------ TEXTE FOURNI
La majorité de nos notations souveraines en Afrique sont de catégorie spéculative, avec un classement selon les niveaux relatifs de vulnérabilité. Sur les 22 souverains notés par S&p en Afrique, 19 sont dans le grade spéculatif («BB +» et moins). Quatre pays, le Mozambique, la RD du Congo, l’Angola et la Zambie, sont dans la catégorie «CCC» et sont très sensibles à l’évolution de la conjoncture économique et des affaires, actuellement exacerbée par la Pandémie de covid19. « Nous considérons ceux-ci dans la catégorie «CCC» comme les plus à risque d’un éventuel défaut de dette commerciale », présente S&P.
« Parmi les pays africains que nous classons, l’Angola, le Congo-Brazzaville, le Mozambique et le Cap-Vert ont les stocks d’endettement globaux (intérieurs et extérieurs) les plus élevés en pourcentage du PIB, en grande partie libellés en devises étrangères. Cependant, bien que le Mozambique, la RD du Congo et le Cap-Vert ont un stock de dette très élevé en pourcentage du PIB, la composition de leur dette extérieure est biaisée vers une dette extérieure concessionnelle à long terme et à faible paiement du service de la dette ».
Le Nigéria, l’Égypte, l’Angola, le Ghana et la Zambie ont une flexibilité budgétaire limitée en raison du service de la dette élevé un pourcentage des recettes fiscales. Bien que le Nigeria ait un niveau d’endettement modéré, son service de la dette en pourcentage des recettes publiques est élevé, principalement en raison de la baisse des recettes fiscales par rapport aux pairs et au service de la dette intérieure relativement cher.
En outre, S&P rappelle qu’environ 60% de la dette extérieure des souverains africains spéculatifs qu’elle note est due à créanciers officiels (créanciers multilatéraux et bilatéraux), tandis que près de 40% sont dus à des créanciers privés.
Environ 13 pays parmi les 22 évaluées par S&P en Afrique ont des réserves de devises étrangères qui ne couvrent pas leurs engagements extérieurs à court terme. Il s’agit notamment du Cap-Vert, du Congo-Brazzaville, du Bénin, de la Zambie, Éthiopie, Togo, Burkina Faso, Ghana, Nigéria, Sénégal, Kenya, Mozambique et RD Congo. Le Bénin, le Congo-Brazzaville, le Togo, le Burkina Faso, le Sénégal et la RD Congo appartiennent à la zone CFA (CEMAC et UEMOA) , bénéficiant d’une garantie de convertibilité illimitée de la France en ce qui regarde la monnaie. De même, le Cap-Vert maintient une parité avec l’euro avec le soutien implicite du Portugal. Les six autres, la Zambie, l’Éthiopie, Le Mozambique, le Ghana, le Nigéria et le Kenya pourraient avoir des difficultés s’ils perdaient l’accès au marché. Autant de paramètres qui influent la notation S&P.
------------
▶ PROBLÈME À RÉSOUDRE
D'après le texte sur les notations souveraines de S&P en Afrique, quels pays ont une flexibilité budgétaire limitée en raison d'un service de la dette élevé ?
------ EXTRAITS DE DONNÉES
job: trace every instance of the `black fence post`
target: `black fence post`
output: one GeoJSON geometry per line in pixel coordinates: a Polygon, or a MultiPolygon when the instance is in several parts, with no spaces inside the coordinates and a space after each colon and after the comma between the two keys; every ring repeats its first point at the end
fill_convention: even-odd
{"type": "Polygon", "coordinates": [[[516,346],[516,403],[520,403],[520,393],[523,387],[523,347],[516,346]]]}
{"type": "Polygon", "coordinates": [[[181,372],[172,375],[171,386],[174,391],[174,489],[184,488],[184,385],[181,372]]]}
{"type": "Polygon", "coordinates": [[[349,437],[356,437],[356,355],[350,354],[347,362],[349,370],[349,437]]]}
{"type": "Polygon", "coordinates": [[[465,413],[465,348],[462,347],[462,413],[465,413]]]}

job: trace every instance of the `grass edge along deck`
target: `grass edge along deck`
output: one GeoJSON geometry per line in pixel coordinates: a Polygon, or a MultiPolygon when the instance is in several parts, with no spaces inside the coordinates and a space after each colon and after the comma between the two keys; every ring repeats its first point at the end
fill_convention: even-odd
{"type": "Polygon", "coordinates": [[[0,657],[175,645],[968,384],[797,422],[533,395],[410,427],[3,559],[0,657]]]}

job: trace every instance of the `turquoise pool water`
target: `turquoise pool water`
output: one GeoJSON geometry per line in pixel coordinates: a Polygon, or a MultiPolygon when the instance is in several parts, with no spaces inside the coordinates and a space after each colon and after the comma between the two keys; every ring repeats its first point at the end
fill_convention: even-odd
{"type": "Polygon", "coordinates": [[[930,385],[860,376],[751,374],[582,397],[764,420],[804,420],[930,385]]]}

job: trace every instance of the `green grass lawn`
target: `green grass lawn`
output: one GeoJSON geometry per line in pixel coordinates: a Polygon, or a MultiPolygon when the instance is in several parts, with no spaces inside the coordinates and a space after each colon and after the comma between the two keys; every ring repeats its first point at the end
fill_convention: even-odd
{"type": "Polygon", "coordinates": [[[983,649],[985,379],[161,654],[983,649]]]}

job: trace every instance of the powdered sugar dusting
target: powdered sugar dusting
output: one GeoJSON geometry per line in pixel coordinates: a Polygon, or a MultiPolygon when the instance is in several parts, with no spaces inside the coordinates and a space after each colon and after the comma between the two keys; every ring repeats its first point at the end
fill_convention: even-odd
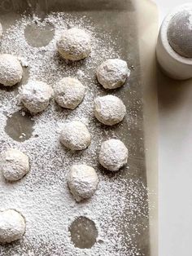
{"type": "Polygon", "coordinates": [[[46,46],[35,48],[28,44],[24,29],[33,21],[31,17],[23,16],[4,32],[1,51],[22,58],[28,66],[30,79],[43,81],[53,86],[63,77],[72,76],[88,90],[83,102],[73,111],[61,108],[52,100],[44,113],[33,117],[35,123],[33,137],[22,143],[11,139],[4,130],[7,118],[4,113],[11,115],[21,108],[18,105],[17,90],[1,90],[2,149],[11,146],[21,150],[29,157],[31,167],[30,172],[17,183],[0,179],[1,210],[16,209],[26,218],[23,240],[0,246],[1,255],[143,255],[136,241],[140,236],[138,229],[141,230],[137,225],[147,231],[146,189],[126,169],[123,171],[126,171],[126,178],[121,172],[107,174],[98,162],[103,138],[118,137],[116,128],[104,129],[93,113],[94,99],[107,94],[96,82],[97,66],[109,58],[122,58],[115,51],[116,40],[110,34],[97,33],[92,21],[85,16],[76,18],[54,13],[42,23],[35,20],[38,20],[39,26],[49,23],[55,27],[55,37],[46,46]],[[64,29],[74,26],[85,29],[90,35],[92,51],[84,60],[66,63],[59,58],[56,41],[64,29]],[[59,141],[63,122],[72,120],[84,122],[92,135],[90,146],[82,152],[72,152],[59,141]],[[100,182],[89,200],[77,204],[68,191],[67,175],[69,166],[83,163],[95,169],[100,182]],[[98,242],[91,249],[76,248],[71,241],[68,227],[78,216],[85,216],[96,224],[98,242]],[[141,218],[139,224],[137,218],[141,218]],[[126,230],[122,228],[123,223],[128,227],[126,230]]]}

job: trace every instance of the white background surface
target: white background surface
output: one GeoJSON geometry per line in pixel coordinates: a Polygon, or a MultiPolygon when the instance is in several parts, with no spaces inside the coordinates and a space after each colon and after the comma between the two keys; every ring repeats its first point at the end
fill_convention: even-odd
{"type": "MultiPolygon", "coordinates": [[[[184,0],[155,0],[160,22],[184,0]]],[[[192,1],[187,1],[192,2],[192,1]]],[[[159,256],[192,255],[192,80],[159,85],[159,256]]]]}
------------
▶ CORRIGÉ DE L'EXERCICE
Le Nigéria, l'Égypte, l'Angola, le Ghana et la Zambie.